Using the listing below, say how many of its lines hold "reflection". Offer nothing beyond the number.

━━━ Stored data ━━━

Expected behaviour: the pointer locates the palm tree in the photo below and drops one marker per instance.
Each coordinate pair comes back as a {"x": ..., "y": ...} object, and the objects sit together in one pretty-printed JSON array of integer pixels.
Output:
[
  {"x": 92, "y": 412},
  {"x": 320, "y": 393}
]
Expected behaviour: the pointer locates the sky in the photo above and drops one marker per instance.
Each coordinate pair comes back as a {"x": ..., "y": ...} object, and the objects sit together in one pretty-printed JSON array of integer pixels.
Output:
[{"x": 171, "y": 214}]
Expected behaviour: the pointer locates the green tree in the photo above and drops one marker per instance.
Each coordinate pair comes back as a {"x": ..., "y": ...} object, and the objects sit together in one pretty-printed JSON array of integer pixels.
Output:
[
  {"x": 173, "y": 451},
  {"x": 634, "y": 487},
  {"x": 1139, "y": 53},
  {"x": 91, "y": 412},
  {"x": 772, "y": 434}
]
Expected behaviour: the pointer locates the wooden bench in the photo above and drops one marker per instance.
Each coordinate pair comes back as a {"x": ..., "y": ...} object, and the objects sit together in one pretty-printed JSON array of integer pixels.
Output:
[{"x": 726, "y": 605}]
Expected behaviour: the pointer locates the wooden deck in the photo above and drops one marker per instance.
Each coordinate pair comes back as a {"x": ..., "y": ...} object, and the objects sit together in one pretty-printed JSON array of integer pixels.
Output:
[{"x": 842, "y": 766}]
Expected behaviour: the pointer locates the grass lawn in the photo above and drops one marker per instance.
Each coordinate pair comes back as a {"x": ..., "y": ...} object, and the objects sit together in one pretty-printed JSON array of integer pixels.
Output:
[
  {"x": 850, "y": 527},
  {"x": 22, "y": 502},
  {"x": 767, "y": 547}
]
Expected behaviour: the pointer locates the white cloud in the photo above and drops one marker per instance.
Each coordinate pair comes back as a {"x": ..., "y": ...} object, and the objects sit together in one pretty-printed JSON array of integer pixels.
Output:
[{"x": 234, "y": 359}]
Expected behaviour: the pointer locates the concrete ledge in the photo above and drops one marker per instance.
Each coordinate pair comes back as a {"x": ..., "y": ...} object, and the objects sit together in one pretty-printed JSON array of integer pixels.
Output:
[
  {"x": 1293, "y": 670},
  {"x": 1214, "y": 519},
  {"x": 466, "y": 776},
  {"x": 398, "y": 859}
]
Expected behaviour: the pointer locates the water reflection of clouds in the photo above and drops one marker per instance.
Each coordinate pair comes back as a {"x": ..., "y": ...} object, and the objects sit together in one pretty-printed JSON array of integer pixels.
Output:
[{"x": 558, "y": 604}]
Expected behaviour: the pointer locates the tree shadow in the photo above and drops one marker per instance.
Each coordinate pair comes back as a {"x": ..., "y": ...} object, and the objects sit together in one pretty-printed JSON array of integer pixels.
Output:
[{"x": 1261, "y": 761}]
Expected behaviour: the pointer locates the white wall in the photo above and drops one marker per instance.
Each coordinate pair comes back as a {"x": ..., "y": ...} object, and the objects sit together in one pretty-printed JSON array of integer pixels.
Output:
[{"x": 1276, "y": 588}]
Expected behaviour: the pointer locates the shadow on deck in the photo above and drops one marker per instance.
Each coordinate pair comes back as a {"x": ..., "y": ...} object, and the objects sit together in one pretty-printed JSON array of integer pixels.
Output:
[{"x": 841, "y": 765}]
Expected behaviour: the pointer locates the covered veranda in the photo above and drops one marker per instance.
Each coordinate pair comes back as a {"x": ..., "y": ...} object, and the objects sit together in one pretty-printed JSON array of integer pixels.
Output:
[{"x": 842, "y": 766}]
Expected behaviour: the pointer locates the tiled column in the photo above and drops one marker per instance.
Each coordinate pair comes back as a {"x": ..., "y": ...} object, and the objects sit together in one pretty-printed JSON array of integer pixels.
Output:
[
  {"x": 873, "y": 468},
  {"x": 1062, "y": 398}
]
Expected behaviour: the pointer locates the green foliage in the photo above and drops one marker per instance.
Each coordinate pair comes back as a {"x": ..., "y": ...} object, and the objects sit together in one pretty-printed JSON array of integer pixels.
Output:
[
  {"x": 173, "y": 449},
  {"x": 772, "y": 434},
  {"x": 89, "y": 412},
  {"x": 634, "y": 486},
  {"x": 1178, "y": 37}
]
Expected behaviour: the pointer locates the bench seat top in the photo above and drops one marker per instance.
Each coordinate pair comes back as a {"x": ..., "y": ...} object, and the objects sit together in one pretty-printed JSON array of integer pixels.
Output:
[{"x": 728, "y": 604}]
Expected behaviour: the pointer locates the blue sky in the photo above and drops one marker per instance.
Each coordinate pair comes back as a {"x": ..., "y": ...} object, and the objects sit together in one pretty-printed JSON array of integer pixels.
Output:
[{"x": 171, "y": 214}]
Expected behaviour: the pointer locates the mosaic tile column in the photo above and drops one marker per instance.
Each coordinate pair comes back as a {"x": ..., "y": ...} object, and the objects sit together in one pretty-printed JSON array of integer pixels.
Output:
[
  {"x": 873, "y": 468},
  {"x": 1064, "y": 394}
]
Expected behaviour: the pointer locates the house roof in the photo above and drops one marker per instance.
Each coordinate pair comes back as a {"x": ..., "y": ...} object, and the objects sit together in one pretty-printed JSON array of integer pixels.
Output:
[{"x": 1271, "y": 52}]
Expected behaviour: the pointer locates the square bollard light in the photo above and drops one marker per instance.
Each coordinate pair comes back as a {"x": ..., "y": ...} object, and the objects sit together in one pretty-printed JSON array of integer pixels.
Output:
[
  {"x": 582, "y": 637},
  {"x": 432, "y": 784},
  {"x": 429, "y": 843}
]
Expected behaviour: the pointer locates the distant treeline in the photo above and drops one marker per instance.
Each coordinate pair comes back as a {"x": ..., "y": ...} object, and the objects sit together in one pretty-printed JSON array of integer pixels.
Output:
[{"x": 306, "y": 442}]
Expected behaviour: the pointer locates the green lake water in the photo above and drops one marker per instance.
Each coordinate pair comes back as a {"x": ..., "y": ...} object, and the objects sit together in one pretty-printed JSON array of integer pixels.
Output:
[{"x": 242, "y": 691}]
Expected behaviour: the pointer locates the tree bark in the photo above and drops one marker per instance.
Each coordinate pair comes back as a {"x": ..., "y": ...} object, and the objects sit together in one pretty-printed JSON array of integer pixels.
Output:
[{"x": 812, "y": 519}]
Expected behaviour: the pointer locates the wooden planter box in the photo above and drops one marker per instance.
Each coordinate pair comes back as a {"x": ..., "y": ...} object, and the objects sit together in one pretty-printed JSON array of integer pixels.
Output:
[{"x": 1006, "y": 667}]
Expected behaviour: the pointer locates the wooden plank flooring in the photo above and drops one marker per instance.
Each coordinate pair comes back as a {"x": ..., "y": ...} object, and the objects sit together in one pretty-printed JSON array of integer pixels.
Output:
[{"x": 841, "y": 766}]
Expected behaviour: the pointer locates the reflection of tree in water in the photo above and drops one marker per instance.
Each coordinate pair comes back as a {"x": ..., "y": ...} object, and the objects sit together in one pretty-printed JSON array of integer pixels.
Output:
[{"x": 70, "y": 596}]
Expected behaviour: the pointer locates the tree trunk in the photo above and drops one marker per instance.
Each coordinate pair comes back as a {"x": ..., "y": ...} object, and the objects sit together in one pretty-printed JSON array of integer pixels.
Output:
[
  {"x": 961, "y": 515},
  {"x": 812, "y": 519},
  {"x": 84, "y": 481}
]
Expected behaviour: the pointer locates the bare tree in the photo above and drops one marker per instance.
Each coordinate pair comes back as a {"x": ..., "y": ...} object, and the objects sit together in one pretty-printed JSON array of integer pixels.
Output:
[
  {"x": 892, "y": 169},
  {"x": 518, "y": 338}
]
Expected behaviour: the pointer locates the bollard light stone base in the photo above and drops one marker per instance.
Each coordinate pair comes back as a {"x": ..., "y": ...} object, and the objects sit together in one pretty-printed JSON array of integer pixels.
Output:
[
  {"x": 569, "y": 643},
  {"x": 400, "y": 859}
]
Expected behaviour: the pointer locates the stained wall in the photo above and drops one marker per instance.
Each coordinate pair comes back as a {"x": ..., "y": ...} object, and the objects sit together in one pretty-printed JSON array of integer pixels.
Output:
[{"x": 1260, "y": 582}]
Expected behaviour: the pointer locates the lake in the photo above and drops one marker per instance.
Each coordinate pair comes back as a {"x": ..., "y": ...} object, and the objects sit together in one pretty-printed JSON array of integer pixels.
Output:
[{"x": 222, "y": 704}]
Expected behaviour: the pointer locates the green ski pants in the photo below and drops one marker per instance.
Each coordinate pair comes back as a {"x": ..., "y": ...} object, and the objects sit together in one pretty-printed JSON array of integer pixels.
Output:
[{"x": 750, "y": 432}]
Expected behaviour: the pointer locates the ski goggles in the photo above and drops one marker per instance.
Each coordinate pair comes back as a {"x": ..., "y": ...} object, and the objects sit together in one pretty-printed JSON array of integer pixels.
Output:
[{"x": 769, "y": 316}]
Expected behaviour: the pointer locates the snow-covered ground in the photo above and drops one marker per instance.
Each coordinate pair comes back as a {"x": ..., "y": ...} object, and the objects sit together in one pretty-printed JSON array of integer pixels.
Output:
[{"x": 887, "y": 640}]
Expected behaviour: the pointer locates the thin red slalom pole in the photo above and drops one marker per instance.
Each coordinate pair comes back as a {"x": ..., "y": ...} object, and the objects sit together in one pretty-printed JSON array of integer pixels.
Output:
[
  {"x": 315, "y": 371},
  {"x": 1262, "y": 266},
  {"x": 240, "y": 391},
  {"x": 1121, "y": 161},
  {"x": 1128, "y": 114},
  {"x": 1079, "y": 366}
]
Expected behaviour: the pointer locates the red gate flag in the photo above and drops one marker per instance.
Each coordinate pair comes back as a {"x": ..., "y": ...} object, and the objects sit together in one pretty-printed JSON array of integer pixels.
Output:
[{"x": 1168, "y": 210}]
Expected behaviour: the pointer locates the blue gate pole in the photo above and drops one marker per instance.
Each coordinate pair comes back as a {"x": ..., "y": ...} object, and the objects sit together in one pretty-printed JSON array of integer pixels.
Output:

━━━

#### [Exercise output]
2